*SELECTED TEXT*
☆ ☆ ☆ ☆ ☆ ☆ ☆

Damn ! It's good to be right about _something_! :laughing:
Let us know what you wind up with. 
I remember that these were fun circuits to play with.

Her's a link to a DIY driver circuit page. I've used the "Two Transistor Brinkman Circuit" for several homebrew 2AA lights driving a single 5mm white LED. Batteries last forever if you keep the current low enough...~40-50ma.
http://edusite10.tripod.com/led3/index.html

Edit to add: To optimize output, play with # of coil turns, value of the resistor, value of the resistor cap, and value of the LED cap. In other words, adjust _everything_...but not too radically in a single step.


----------



## griff (Nov 25, 2008)

crude but effective . Again this ferrite donut came off a computer monitor cable. Tthe wire is 26 AWG solid , two colors so I could keep them straight.
I was able to get 7 time around without any overlapping . From what I've seen
I don't think it matters if they overlap as long as you don't twist the pair .
This Led has been lit 5 days from a spent AA battery. 




Here's the link :http://www.instructables.com/id/SGAUQ04FCEILXWQ/

Does anyone know anything about this homemade driver ??? I have the parts but I need to know what color resistor to use???
I'm a hacker for sure and not very comfortiable with the calulations .I want to know which resistor to use for a 1 watt ,3 watt & 5 watt LED.
thanks


----------



## flashlife (Nov 25, 2008)

☆ ☆ ☆ ☆ ☆ ☆ ☆

*SUPPLIED MATERIAL*
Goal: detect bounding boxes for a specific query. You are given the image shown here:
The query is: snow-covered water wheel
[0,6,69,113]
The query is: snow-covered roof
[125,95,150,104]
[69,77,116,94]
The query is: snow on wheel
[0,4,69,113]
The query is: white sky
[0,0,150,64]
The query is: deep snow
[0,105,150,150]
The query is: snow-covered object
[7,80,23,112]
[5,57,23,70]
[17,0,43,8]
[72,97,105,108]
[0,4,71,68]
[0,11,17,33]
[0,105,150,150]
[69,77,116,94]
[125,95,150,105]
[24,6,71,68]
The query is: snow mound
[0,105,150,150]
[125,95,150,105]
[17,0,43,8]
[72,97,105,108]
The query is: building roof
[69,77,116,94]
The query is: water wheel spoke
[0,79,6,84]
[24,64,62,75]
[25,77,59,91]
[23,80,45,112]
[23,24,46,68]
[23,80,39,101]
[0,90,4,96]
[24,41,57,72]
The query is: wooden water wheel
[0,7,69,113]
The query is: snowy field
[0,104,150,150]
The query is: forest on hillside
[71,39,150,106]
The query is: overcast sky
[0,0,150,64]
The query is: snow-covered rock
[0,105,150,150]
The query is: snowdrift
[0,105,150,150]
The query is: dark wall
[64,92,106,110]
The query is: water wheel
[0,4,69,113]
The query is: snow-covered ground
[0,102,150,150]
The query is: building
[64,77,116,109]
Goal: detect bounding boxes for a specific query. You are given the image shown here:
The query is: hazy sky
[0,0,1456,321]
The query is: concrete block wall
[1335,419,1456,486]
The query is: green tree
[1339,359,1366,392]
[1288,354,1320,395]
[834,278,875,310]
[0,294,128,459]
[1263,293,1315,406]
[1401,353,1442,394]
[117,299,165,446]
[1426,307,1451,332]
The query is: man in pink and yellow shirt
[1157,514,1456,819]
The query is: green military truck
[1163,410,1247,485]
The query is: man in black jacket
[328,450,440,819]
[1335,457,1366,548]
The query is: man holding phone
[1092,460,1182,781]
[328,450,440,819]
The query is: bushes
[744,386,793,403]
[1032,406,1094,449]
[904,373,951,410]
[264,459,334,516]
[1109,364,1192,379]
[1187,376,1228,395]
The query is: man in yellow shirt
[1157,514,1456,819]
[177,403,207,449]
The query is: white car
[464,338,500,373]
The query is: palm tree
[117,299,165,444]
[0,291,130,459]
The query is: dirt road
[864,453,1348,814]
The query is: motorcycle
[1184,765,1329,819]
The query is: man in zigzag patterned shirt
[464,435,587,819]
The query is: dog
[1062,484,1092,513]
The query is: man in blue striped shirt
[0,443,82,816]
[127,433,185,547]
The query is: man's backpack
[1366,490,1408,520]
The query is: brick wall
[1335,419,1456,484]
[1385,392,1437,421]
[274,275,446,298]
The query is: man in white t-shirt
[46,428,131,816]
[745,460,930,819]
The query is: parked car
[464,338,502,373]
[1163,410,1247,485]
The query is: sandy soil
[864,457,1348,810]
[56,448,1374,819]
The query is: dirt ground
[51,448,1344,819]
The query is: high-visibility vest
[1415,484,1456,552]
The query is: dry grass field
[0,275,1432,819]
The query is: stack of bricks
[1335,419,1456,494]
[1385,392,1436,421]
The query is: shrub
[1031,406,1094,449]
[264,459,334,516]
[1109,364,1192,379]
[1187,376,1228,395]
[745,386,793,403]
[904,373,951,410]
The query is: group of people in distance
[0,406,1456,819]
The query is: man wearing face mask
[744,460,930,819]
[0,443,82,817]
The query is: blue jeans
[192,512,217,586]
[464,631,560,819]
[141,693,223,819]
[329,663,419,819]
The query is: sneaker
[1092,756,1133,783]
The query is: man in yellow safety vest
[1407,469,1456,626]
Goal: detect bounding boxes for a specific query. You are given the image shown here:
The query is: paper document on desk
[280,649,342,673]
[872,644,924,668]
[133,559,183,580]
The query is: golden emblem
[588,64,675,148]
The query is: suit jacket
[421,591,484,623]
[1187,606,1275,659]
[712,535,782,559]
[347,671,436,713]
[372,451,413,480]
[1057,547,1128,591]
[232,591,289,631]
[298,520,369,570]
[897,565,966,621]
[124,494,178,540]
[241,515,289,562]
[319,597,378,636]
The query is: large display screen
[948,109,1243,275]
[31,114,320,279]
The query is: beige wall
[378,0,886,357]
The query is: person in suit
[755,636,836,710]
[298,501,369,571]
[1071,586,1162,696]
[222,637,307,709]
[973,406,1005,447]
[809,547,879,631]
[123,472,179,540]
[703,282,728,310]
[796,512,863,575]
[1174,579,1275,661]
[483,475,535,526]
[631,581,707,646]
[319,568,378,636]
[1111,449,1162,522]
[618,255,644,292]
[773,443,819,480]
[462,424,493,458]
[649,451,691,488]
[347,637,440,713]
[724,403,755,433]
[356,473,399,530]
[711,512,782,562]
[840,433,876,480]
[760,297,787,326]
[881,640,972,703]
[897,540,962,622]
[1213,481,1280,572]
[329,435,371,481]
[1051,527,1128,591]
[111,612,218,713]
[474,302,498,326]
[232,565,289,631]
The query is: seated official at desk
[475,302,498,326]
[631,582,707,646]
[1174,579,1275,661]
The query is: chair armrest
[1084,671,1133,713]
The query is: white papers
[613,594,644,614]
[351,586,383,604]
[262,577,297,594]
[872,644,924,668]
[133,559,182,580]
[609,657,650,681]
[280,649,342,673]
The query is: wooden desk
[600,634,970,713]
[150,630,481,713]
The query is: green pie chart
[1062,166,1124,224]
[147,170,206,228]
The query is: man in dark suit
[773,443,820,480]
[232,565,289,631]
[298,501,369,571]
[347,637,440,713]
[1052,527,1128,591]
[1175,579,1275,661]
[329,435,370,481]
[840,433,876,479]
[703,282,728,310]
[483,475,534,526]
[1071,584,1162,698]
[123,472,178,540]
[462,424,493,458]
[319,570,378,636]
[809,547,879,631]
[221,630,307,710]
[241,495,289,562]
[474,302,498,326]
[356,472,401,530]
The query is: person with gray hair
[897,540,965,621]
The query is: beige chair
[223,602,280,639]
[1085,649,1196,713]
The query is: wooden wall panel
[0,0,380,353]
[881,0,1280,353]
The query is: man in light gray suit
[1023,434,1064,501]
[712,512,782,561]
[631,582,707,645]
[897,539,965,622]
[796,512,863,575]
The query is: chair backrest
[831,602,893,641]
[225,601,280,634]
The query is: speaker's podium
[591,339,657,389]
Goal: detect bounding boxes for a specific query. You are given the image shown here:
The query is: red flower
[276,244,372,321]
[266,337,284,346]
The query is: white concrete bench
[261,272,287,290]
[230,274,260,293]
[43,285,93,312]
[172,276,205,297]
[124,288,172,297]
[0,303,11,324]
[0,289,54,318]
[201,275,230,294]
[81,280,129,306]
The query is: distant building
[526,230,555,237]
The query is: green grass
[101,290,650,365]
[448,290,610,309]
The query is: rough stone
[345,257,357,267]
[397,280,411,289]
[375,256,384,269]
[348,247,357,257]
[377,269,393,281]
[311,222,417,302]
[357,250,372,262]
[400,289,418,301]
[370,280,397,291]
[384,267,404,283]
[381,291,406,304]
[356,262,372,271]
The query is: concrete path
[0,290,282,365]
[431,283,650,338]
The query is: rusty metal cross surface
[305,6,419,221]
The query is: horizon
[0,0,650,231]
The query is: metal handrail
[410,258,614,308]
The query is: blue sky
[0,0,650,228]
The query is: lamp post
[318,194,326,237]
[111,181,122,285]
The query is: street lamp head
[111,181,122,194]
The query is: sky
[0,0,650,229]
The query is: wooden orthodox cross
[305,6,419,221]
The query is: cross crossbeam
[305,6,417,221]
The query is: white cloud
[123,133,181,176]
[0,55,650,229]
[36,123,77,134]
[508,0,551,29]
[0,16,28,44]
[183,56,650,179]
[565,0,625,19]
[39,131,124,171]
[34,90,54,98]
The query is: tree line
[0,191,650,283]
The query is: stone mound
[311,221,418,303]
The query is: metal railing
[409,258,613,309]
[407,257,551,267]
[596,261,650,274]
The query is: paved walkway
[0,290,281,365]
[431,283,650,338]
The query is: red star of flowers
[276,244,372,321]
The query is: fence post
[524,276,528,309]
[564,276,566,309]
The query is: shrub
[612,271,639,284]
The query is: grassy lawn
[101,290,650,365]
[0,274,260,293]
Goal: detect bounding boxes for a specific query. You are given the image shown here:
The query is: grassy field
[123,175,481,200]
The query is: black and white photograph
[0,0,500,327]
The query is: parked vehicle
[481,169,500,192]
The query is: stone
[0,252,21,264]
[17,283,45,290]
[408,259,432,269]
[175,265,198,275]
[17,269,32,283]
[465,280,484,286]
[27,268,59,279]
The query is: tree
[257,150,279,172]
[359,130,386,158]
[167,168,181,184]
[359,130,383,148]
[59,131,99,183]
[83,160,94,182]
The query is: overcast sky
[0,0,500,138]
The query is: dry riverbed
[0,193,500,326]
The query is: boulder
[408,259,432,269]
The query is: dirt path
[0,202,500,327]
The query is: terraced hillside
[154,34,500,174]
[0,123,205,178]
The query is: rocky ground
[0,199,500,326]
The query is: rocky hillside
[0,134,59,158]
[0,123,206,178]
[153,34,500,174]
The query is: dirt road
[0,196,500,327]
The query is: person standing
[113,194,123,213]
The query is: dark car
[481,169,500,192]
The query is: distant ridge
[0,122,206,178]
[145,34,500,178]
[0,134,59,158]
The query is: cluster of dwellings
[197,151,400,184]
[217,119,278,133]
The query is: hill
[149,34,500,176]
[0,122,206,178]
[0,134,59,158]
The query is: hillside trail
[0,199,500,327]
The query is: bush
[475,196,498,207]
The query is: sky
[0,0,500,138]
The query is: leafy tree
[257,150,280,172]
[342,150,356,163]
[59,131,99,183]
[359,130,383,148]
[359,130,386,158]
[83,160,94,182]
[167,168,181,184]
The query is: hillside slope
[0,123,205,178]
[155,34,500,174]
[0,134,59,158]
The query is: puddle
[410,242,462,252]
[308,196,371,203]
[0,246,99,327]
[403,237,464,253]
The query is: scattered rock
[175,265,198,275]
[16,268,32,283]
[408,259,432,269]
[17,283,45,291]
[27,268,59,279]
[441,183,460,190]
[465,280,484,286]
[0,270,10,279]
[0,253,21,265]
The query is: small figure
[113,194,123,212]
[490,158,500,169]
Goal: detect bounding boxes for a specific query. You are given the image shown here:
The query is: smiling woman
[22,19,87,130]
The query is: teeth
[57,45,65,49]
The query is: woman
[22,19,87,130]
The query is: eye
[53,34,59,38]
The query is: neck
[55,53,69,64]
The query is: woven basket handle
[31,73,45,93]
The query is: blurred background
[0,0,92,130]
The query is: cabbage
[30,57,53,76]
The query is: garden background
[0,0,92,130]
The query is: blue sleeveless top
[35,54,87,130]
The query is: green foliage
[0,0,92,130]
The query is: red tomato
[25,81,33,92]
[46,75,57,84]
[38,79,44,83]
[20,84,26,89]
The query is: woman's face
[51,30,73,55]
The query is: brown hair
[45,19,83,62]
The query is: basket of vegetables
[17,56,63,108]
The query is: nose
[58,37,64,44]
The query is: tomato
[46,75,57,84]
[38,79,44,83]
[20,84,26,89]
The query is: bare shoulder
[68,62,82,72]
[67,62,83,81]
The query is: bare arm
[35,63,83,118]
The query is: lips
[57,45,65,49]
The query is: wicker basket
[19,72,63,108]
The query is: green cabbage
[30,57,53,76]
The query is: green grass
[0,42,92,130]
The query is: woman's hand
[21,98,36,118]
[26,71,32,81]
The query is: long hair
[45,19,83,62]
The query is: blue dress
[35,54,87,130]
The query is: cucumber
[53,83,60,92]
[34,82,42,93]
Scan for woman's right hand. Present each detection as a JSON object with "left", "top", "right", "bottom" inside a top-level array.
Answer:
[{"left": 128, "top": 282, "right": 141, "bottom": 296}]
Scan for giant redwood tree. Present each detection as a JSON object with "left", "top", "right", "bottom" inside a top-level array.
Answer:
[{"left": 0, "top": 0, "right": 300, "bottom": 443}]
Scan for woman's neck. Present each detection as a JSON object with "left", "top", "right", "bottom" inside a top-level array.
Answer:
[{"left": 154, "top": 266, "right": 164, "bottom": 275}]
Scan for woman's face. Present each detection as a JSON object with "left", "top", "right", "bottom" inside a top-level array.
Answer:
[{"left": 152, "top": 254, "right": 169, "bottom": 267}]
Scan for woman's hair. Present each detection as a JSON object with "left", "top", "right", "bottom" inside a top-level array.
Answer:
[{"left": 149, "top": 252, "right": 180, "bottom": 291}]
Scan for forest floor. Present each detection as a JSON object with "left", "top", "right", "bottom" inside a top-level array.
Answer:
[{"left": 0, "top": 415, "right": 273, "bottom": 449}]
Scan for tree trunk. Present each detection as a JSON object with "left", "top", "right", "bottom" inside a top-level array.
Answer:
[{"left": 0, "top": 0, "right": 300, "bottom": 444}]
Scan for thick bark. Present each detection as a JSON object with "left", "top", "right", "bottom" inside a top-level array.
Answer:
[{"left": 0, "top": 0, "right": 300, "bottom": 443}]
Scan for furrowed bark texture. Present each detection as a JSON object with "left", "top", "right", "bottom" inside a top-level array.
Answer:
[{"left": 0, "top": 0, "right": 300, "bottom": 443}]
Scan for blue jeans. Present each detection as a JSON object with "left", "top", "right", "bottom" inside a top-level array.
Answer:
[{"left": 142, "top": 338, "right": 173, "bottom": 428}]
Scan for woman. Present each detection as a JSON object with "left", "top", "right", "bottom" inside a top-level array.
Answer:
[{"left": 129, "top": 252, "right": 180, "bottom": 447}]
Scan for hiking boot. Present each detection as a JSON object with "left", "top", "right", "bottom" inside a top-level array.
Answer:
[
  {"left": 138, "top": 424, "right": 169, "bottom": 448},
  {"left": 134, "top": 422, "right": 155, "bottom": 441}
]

☆ ☆ ☆ ☆ ☆ ☆ ☆

*TASKS FOR THIS EXERCISE*
(a) Reproduce the LED driver forum thread word for word, from start to finish.
(b) In the rows, give only the stretch from the line containing "The query is: sneaker" through the line containing "[378,0,886,357]", with "golden emblem" replaced by "gold crest" and nothing else altered.

*WORKED SOLUTIONS*
(a)
Damn ! It's good to be right about _something_! :laughing:
Let us know what you wind up with. 
I remember that these were fun circuits to play with.

Her's a link to a DIY driver circuit page. I've used the "Two Transistor Brinkman Circuit" for several homebrew 2AA lights driving a single 5mm white LED. Batteries last forever if you keep the current low enough...~40-50ma.
http://edusite10.tripod.com/led3/index.html

Edit to add: To optimize output, play with # of coil turns, value of the resistor, value of the resistor cap, and value of the LED cap. In other words, adjust _everything_...but not too radically in a single step.


----------



## griff (Nov 25, 2008)

crude but effective . Again this ferrite donut came off a computer monitor cable. Tthe wire is 26 AWG solid , two colors so I could keep them straight.
I was able to get 7 time around without any overlapping . From what I've seen
I don't think it matters if they overlap as long as you don't twist the pair .
This Led has been lit 5 days from a spent AA battery. 




Here's the link :http://www.instructables.com/id/SGAUQ04FCEILXWQ/

Does anyone know anything about this homemade driver ??? I have the parts but I need to know what color resistor to use???
I'm a hacker for sure and not very comfortiable with the calulations .I want to know which resistor to use for a 1 watt ,3 watt & 5 watt LED.
thanks


----------



## flashlife (Nov 25, 2008)

(b)
The query is: sneaker
[1092,756,1133,783]
The query is: man in yellow safety vest
[1407,469,1456,626]
Goal: detect bounding boxes for a specific query. You are given the image shown here:
The query is: paper document on desk
[280,649,342,673]
[872,644,924,668]
[133,559,183,580]
The query is: gold crest
[588,64,675,148]
The query is: suit jacket
[421,591,484,623]
[1187,606,1275,659]
[712,535,782,559]
[347,671,436,713]
[372,451,413,480]
[1057,547,1128,591]
[232,591,289,631]
[298,520,369,570]
[897,565,966,621]
[124,494,178,540]
[241,515,289,562]
[319,597,378,636]
The query is: large display screen
[948,109,1243,275]
[31,114,320,279]
The query is: beige wall
[378,0,886,357]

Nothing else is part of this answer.